__What the task asks__.
Set down the first line below and each line after it, ending with the one that holds "Locate the street". Pictures do not belong in the copy.

^^^^

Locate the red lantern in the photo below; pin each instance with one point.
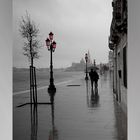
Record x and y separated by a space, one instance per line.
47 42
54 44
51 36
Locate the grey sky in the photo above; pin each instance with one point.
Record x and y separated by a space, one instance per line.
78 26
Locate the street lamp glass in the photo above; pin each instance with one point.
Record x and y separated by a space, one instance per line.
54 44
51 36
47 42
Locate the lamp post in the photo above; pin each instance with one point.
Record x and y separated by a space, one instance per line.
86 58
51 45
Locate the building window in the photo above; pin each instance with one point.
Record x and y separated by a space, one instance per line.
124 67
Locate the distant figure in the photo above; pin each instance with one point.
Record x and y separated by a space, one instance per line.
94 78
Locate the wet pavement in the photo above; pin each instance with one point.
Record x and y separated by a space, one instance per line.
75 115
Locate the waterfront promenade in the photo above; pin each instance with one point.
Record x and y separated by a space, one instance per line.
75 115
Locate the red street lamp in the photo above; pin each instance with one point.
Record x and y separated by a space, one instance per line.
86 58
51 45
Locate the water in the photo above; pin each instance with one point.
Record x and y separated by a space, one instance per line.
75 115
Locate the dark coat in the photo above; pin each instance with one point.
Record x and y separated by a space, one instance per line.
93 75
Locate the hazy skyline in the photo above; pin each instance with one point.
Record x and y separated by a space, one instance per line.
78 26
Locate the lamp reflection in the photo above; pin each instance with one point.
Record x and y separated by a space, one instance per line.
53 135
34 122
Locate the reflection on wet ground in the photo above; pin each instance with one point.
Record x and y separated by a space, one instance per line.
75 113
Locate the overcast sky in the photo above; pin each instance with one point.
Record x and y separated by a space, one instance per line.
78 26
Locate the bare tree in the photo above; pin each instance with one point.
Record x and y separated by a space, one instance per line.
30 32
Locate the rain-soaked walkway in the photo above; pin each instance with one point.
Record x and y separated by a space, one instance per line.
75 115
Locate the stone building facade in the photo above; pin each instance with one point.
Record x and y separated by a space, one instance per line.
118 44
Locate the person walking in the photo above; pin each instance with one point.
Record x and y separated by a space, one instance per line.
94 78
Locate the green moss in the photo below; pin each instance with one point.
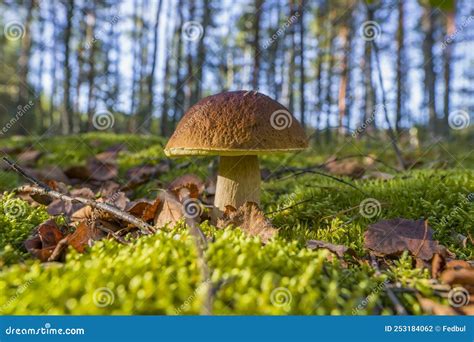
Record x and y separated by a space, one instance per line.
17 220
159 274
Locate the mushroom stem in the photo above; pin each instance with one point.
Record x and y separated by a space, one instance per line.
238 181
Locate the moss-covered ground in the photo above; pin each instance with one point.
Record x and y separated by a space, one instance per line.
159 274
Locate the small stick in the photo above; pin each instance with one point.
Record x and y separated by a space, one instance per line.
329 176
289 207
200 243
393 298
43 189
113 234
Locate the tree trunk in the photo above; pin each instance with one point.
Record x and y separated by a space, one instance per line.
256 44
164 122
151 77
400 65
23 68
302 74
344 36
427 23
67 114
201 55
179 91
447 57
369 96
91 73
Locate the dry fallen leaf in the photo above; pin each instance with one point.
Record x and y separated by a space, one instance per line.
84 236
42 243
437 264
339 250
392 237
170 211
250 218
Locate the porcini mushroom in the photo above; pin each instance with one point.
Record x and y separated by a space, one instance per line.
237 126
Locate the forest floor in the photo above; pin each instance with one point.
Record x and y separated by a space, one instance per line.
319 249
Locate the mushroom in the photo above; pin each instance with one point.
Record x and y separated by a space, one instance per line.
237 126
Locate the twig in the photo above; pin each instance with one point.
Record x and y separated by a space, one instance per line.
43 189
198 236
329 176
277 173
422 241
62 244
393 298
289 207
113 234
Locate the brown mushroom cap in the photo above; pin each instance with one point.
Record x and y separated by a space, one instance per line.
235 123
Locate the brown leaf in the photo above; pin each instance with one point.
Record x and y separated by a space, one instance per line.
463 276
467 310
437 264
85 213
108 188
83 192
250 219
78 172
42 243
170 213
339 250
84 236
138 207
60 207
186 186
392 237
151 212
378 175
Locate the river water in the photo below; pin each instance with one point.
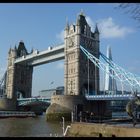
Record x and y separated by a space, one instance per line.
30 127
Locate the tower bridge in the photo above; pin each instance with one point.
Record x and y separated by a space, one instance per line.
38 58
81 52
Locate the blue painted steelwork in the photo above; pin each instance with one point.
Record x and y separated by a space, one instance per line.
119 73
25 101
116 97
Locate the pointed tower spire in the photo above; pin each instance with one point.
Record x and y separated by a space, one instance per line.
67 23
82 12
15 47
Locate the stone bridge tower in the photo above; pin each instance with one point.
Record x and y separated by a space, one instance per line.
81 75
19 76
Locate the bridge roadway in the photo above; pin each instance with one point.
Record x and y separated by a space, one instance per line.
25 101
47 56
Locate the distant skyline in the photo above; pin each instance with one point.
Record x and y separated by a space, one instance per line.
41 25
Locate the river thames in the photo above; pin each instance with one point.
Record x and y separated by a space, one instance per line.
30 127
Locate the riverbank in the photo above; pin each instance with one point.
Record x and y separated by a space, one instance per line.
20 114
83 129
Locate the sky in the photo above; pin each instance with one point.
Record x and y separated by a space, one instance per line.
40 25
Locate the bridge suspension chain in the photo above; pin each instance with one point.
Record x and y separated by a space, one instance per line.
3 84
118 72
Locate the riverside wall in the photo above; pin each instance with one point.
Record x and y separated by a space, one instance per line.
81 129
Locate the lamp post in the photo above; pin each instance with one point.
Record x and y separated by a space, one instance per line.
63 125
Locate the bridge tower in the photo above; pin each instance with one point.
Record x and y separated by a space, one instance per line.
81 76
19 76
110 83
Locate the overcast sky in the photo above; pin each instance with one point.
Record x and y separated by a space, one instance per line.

^^^^

__Response to this task__.
Locate the red lantern in the photo below; pin each instance with one point.
Record x and y separated by a space, one instance per line.
47 42
54 44
51 36
Locate the grey sky in the photo above; pin each instance with one point.
Record x and y separated by a space, one instance per line.
78 26
Locate the street lamp glass in the photo above; pin each instance with one point.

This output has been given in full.